*SET TASKS*:
- A) In the Remix review below, rewrite the passage between "continues Professor Lessig’s" and "of remix culture.", inclusive, replacing "children" with "teenagers".
- B) Using the Remix review below, explain in one to three sentences why it calls amateur remixed artifacts significant.
- C) Answer these questions from the Remix review below:
(i) Whose discussion does the book continue, and on what topic?
(ii) What kinds of material does remixing take, according to the review's examples?
(iii) In what three places does the review say remixing can be seen?

*TEXT BLOCK*:
· · · ·

Review: Remix – Making Art and Commerce Thrive in the Hybrid Economy

continues Professor Lessig’s discussion about the role of copyright in contemporary Western societies. This time he is focusing on how digital tools are used by children and adults alike to ‘remix’ pieces of culture. ‘Remixing’ involves taking images, music, speeches, and video (for example) and manipulating and arranging them to create entirely new cultural artifacts. You see this in homemade music videos, funny YouTube clips that use music to mock or praise politicians, and in blogs where people appropriate content from various locations to create the narrative of each posting. These amateur cultural artifacts are significant, both because they are creative expressions and because they leverage the weight of the symbols that are used in remixing to create the new cultural artifact. There is very real value in the referential elements of remix culture.

· · · ·

*RECORDS SHOWN*:
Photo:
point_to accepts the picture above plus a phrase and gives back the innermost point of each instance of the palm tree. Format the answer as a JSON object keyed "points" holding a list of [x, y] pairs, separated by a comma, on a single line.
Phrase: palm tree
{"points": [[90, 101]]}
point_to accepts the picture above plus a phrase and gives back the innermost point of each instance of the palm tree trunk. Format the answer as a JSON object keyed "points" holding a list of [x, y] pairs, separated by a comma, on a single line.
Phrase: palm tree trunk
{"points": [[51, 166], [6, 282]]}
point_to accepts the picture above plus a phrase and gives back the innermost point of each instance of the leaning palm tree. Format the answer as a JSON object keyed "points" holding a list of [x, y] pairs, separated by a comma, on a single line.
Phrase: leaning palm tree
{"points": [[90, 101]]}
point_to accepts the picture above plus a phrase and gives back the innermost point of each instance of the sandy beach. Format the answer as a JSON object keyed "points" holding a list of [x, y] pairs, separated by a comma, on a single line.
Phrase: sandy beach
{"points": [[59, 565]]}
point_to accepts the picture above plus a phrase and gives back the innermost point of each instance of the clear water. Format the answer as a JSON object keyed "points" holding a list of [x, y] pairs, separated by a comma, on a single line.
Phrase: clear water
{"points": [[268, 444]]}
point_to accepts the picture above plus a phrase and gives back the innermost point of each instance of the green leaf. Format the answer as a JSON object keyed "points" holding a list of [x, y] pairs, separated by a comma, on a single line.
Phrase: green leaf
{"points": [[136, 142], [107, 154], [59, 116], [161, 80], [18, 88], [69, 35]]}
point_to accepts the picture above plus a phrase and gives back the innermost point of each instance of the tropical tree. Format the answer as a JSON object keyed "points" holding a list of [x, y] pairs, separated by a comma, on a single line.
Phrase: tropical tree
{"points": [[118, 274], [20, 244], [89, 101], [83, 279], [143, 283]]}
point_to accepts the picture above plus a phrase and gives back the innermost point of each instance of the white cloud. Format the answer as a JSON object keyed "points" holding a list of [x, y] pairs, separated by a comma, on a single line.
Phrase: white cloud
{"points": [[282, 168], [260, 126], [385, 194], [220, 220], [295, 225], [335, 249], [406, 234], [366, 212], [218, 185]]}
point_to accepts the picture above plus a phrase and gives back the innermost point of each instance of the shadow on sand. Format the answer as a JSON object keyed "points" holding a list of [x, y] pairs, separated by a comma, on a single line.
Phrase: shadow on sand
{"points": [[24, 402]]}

· · · ·

*EXERCISE RESULTS*:
- A)
continues Professor Lessig’s discussion about the role of copyright in contemporary Western societies. This time he is focusing on how digital tools are used by teenagers and adults alike to ‘remix’ pieces of culture. ‘Remixing’ involves taking images, music, speeches, and video (for example) and manipulating and arranging them to create entirely new cultural artifacts. You see this in homemade music videos, funny YouTube clips that use music to mock or praise politicians, and in blogs where people appropriate content from various locations to create the narrative of each posting. These amateur cultural artifacts are significant, both because they are creative expressions and because they leverage the weight of the symbols that are used in remixing to create the new cultural artifact. There is very real value in the referential elements of remix culture.

- B) The review says they matter for two reasons. They are creative expressions, and they draw on the weight of the symbols used in the remix to build the new artifact.

- C)
(i) It continues Professor Lessig's discussion of the role of copyright in contemporary Western societies.
(ii) It takes images, music, speeches, and video.
(iii) It shows up in homemade music videos, in funny YouTube clips that use music to mock or praise politicians, and in blogs that pull content from various places.